** Start Information shown **

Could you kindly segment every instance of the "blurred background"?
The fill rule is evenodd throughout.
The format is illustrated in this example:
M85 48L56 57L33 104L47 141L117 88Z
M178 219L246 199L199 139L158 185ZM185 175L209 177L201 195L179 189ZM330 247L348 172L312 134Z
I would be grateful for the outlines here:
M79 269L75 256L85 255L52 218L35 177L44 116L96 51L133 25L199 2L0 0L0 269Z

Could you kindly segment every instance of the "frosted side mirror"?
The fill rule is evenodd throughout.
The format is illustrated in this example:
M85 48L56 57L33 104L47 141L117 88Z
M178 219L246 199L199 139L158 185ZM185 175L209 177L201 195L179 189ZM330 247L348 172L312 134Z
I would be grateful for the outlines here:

** End Information shown **
** Start Information shown **

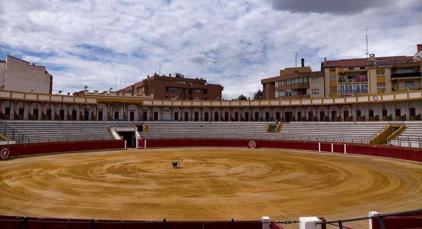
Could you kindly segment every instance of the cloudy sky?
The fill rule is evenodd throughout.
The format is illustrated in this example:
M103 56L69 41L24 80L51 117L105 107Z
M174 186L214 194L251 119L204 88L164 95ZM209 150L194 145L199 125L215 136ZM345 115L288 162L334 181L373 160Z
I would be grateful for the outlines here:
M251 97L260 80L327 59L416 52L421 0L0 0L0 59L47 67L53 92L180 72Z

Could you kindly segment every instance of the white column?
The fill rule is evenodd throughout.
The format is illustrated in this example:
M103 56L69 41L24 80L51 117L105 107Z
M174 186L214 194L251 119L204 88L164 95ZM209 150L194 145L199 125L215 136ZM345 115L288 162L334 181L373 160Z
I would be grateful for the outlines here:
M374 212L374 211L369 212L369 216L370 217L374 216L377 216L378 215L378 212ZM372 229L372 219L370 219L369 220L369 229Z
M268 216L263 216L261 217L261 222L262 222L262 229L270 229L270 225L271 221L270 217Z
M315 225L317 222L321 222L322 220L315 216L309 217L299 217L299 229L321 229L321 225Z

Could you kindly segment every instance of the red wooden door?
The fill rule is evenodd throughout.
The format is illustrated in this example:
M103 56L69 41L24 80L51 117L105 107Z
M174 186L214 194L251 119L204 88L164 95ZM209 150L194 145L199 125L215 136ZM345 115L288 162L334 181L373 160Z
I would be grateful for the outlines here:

** End Information shown **
** Start Information shown **

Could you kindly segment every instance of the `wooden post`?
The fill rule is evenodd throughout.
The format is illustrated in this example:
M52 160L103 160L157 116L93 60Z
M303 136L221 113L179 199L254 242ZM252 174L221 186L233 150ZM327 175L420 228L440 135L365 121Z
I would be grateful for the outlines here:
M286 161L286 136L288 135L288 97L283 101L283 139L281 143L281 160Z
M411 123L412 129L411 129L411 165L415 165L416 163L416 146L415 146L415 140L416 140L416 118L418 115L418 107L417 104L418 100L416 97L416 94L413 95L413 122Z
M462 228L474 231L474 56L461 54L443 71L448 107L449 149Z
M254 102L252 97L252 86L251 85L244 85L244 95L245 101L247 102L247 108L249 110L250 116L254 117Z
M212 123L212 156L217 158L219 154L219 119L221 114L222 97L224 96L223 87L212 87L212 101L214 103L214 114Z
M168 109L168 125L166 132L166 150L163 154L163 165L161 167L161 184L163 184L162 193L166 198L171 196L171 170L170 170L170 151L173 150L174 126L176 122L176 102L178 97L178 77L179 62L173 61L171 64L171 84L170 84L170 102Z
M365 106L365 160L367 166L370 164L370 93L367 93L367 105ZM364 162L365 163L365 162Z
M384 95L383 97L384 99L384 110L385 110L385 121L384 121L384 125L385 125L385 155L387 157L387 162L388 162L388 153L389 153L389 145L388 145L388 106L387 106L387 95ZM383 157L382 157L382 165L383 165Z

** End Information shown **

▶ **Set problem**
Find every line in the rows above that contains the string "Could", matching case exactly, and copy each of those lines.

▶ **Expected output**
Could you kindly segment every instance of the "blurred background"?
Could you kindly segment every instance of the "frosted side mirror"?
Could you kindly segment every instance of the cloudy sky?
Could you kindly segment every instance of the white column?
Could you kindly segment every instance of the red wooden door?
Could you kindly segment every instance of the `wooden post`?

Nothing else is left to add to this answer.